* [ARTICLE]:
Red Deer-raised sculptor Royden Mills creates the kind of art he once shook his head over.

One of his more whimsical installations, Inside Elevation, is wryly described by Mills as a cross between a perfume bottle and a telephone booth-sized temple.

The large metal sculpture — inspired by a sense of vulnerability and the need for privacy — is visually interesting enough to have been recently chosen to permanently stand among some of the best artworks in North America at the Grounds for Sculpture Park, south of New York City.

Mills is thrilled with the honour, saying “If one of my pieces is worth taking up valuable space in their park, sitting where people might be inspired by it, then it’s a pretty big deal. I feel like I’ve accomplished something.”

But he admits his enigmatic work resembles the kind of abstract public art that once left him perplexed.

The most prominent feature of Inside Elevation is a narrow doorway that’s exactly Mills’s dimensions — 1.75 metres tall and 28 cm wide (five-foot-nine inches tall and 11 inches wide).

“I was playing with the idea of exclusivity,” said Mills. “Some people will be wanting to get in, but they are too big.”

Mills now lives in Edmonton and teaches art at the University of Alberta. But during his student days in Red Deer, he remembers several large, assemblage sculptures being brought to the city in celebration of Alberta’s 75th anniversary in 1980.

Mills was among many Red Deer residents who didn’t see their value. “They looked like train wrecks or car accidents to me,” he recalled with a chuckle.

“I remember thinking that if art is like music, then Red Deer is a country music town and they’re bringing in all this jazz. Why are they doing that?”

But he eventually came to appreciate the artistry of line, form and shape inherent in many non-representational sculptures.

“If they had never brought the jazz in, I would never have realized that jazz was for me,” said Mills, who soon enrolled in the Red Deer College visual arts program and began experimenting — first with figurative sculptures, then with abstract ones.

He found a lot of satisfaction in creating art unrestricted by the confines of realism. “They can be sophisticated visual concerns that are expressive of a human being’s power and potential.”

The two years he spent at Red Deer College “changed my life,” said Mills, who went on to finish his bachelor and master’s degrees of fine arts at the University of Alberta.

He now has sculptures displayed around Edmonton, as well as one in Red Deer’s downtown Centennial Park, at the very west end of Alexander Way.

Red Deer Line was inspired by a train engine because the pioneer that Alexander Way is named after was a railroad worker. Mills created a trailing end to the sculpture to give the impression of a low row of railcars.

He wanted trees to grow through spaces in the sculpture to give the sense of a train being locked down to the tracks. Like a pioneer who set down roots, “the trees tie it to the ground,” said Mills.

The artist and his wife Linda, an elementary school music teacher, spent two years in Japan and Mills believes he owes some of his inspiration to Asian art.

He also owes some of his creativity to his father, who not only owned a vacuum cleaner manufacturing shop in the city, but also invented a new kind of built-in vacuum system he sold to Electrolux Appliances. “He was a pretty crafty thinker,” recalled Mills, who lived in Fairview and dreamed of being a hockey player as a child.

Some early health concerns ruled out a hockey career, but gave Mills an appreciation for life and sense of urgency that he needed to be doing something he loves.

The same intuition is now telling the sculptor it could be time to leave teaching and focus exclusively on creating art. “I need to stop hedging my bets,” said Mills, who’s part of a consortium of three artists who get regular commissions for public art from an Edmonton engineering firm.

Getting artists involved at the ground level as projects are planned is a very European thing. Mills compares it to the kind of artistic urban planning that built Paris and Rome.

While some Central Albertans continue to object to public funds being spent on public art, Mills believes it’s a necessary, not frivolous expenditure.

Not only do artists help stir the economy through their material purchases, he said, they also have the potential to turn Alberta into an interesting, beautiful place where tourists will flock long after the oilfields have gone dry.

* [TASK 1]:
Rewrite the article about sculptor Royden Mills from "The large metal" up to and including "11 inches wide).", substituting "puzzled" for "perplexed".
* [TASK 2]:
In the article about sculptor Royden Mills, what is the name of his sculpture in Red Deer's downtown Centennial Park?

* [STORED DATA]:
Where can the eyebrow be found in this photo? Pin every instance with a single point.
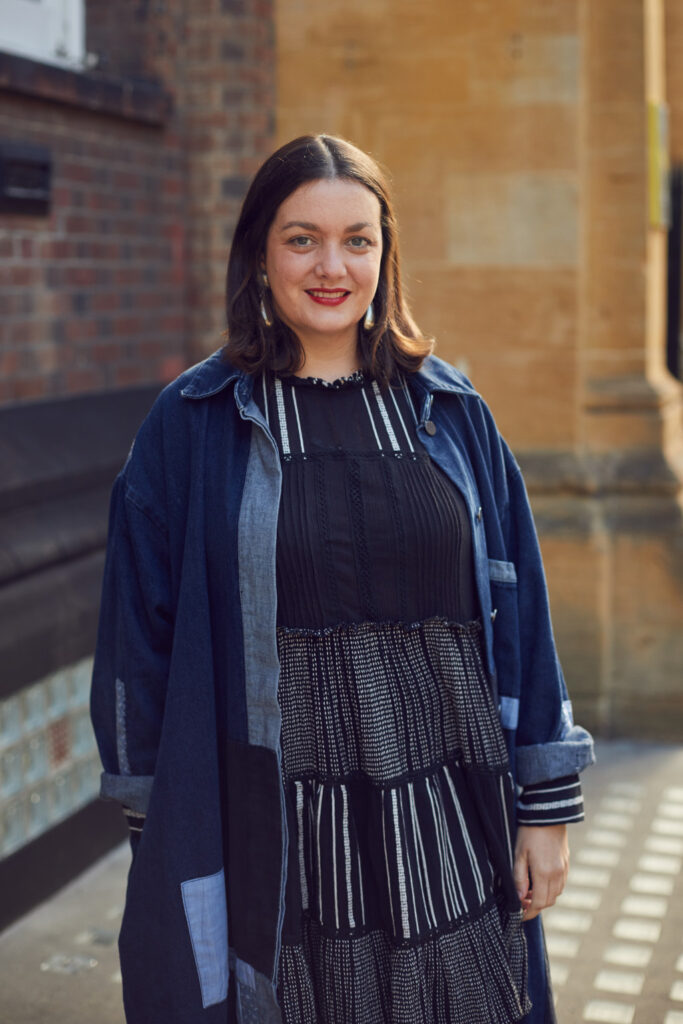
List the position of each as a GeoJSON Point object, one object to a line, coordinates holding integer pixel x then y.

* [CORRECT ANSWER 1]:
The large metal sculpture — inspired by a sense of vulnerability and the need for privacy — is visually interesting enough to have been recently chosen to permanently stand among some of the best artworks in North America at the Grounds for Sculpture Park, south of New York City.

Mills is thrilled with the honour, saying “If one of my pieces is worth taking up valuable space in their park, sitting where people might be inspired by it, then it’s a pretty big deal. I feel like I’ve accomplished something.”

But he admits his enigmatic work resembles the kind of abstract public art that once left him puzzled.

The most prominent feature of Inside Elevation is a narrow doorway that’s exactly Mills’s dimensions — 1.75 metres tall and 28 cm wide (five-foot-nine inches tall and 11 inches wide).

* [CORRECT ANSWER 2]:
Red Deer Line